Reading passage -
══════════
Auto Research — Agents as Overnight Experimentation Engines

The setup

The pattern is deceptively simple:

  1. Objective: Define a measurable goal. Minimize validation loss on this benchmark. Maximize code pass rate on this test suite. Shrink the model without losing accuracy below threshold X.
  2. Boundaries: Define what the agent can and cannot change. You may modify hyperparameters, loss weights, and optimizer config. You may not change the architecture or training data.
  3. Budget: Define compute, time, and cost limits.
  4. Leave it running. Overnight, over a weekend, or however long the budget allows.
  5. Review at the end. The agent returns a ranked list of candidate improvements with evidence.

The discipline is refusing to micromanage. Every time the human intervenes to nudge the agent toward a “promising” direction, the experimentation loop slows down and inherits the human’s biases about what will work.
══════════
Listed entries -
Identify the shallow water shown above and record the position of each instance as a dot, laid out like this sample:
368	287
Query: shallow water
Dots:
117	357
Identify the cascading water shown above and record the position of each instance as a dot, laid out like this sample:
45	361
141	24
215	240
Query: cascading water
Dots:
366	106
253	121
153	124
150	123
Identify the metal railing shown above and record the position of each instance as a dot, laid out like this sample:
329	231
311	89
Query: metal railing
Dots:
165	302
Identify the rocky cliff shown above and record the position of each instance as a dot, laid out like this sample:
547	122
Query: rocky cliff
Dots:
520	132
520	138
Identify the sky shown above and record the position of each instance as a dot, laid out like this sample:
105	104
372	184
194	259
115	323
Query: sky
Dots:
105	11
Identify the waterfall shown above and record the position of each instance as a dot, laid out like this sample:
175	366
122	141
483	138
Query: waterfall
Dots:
══════════
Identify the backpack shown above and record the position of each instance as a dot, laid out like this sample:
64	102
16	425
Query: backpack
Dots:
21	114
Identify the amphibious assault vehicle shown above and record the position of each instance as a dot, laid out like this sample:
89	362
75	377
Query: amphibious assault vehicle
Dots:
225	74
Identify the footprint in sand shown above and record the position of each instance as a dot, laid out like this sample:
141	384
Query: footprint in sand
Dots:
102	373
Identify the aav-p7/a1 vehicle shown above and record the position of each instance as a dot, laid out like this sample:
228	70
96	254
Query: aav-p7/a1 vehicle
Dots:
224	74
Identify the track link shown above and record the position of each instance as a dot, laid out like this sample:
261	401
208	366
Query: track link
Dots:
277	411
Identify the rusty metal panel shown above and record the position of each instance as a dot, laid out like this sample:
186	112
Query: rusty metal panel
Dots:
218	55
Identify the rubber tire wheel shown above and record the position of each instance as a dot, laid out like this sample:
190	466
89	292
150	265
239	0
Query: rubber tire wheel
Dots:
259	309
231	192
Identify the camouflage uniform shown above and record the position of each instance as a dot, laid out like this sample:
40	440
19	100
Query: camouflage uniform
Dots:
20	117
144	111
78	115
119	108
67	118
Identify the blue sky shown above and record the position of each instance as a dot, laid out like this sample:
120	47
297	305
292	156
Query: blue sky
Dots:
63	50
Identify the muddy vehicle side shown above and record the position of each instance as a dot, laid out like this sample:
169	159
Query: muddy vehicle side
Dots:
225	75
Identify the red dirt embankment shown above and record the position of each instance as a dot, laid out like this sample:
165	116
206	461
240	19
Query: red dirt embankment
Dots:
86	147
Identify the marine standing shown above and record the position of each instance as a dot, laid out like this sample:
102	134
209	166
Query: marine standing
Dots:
══════════
Task item -
Could you transcribe the full text on overnight agent experimentation exactly as it appears, with every line in order?

Answer section -
Auto Research — Agents as Overnight Experimentation Engines

The setup

The pattern is deceptively simple:

  1. Objective: Define a measurable goal. Minimize validation loss on this benchmark. Maximize code pass rate on this test suite. Shrink the model without losing accuracy below threshold X.
  2. Boundaries: Define what the agent can and cannot change. You may modify hyperparameters, loss weights, and optimizer config. You may not change the architecture or training data.
  3. Budget: Define compute, time, and cost limits.
  4. Leave it running. Overnight, over a weekend, or however long the budget allows.
  5. Review at the end. The agent returns a ranked list of candidate improvements with evidence.

The discipline is refusing to micromanage. Every time the human intervenes to nudge the agent toward a “promising” direction, the experimentation loop slows down and inherits the human’s biases about what will work.